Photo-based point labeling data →

>> Begin

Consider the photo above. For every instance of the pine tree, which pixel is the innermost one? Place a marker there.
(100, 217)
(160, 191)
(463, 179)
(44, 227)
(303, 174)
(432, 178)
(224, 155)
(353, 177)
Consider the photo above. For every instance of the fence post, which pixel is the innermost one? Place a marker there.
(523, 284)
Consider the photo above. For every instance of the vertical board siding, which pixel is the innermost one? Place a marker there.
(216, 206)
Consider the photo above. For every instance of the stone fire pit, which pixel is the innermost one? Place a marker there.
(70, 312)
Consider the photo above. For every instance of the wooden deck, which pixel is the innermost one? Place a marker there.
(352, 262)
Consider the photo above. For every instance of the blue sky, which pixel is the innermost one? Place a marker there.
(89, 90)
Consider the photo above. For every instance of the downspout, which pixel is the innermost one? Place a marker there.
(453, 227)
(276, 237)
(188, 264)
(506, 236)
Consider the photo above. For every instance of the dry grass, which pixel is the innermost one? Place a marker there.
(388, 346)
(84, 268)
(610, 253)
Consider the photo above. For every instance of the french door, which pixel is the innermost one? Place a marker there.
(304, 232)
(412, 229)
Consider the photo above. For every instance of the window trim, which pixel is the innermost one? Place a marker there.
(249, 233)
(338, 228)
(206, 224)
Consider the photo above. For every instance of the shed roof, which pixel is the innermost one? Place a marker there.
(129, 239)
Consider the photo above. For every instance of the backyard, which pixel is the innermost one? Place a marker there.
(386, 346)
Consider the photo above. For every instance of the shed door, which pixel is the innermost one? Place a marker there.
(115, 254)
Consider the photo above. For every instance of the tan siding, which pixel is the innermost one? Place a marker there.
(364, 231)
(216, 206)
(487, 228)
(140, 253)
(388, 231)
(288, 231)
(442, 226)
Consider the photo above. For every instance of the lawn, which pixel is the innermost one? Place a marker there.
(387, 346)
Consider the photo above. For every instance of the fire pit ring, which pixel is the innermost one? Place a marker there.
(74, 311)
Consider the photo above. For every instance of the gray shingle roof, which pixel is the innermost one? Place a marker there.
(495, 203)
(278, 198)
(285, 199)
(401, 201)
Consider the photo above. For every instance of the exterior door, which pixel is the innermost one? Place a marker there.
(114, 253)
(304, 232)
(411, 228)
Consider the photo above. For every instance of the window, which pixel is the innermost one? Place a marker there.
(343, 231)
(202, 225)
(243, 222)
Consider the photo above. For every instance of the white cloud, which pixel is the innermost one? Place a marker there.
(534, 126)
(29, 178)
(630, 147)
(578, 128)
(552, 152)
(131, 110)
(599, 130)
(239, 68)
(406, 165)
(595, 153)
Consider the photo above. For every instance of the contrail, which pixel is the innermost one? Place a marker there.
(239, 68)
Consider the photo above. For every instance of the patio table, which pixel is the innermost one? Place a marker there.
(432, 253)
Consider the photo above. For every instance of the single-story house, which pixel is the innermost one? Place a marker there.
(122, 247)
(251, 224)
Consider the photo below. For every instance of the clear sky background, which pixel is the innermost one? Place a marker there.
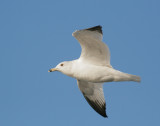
(35, 35)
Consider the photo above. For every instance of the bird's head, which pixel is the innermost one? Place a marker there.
(64, 67)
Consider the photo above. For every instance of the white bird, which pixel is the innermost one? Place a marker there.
(93, 68)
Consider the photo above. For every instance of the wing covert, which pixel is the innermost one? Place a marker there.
(94, 51)
(93, 93)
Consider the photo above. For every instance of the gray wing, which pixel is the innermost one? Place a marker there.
(93, 93)
(94, 51)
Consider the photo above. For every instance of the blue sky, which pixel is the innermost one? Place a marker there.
(36, 35)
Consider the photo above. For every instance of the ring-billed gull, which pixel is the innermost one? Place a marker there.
(93, 68)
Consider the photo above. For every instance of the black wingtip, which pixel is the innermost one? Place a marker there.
(96, 28)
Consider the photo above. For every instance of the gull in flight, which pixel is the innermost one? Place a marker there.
(93, 68)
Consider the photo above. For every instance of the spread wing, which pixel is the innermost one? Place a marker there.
(94, 51)
(93, 93)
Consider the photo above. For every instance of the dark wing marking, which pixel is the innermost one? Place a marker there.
(96, 28)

>> End

Problem statement →
Rewrite the lines from the one containing "Consider the photo above. For every instance of the gull" through the last line, replacing "marker" with "dot" and leaving everything else unchanged.

Result of this exercise →
Consider the photo above. For every instance of the gull in flight, which pixel is the innermost one? Place a dot there.
(93, 68)
Consider the photo above. For every instance of the spread wing, which pixel is the innermost one? Place a dot there.
(94, 51)
(93, 93)
Consider the photo above. For every instance of the dark wing marking, which pixel is the innermost one? Place a dot there.
(96, 28)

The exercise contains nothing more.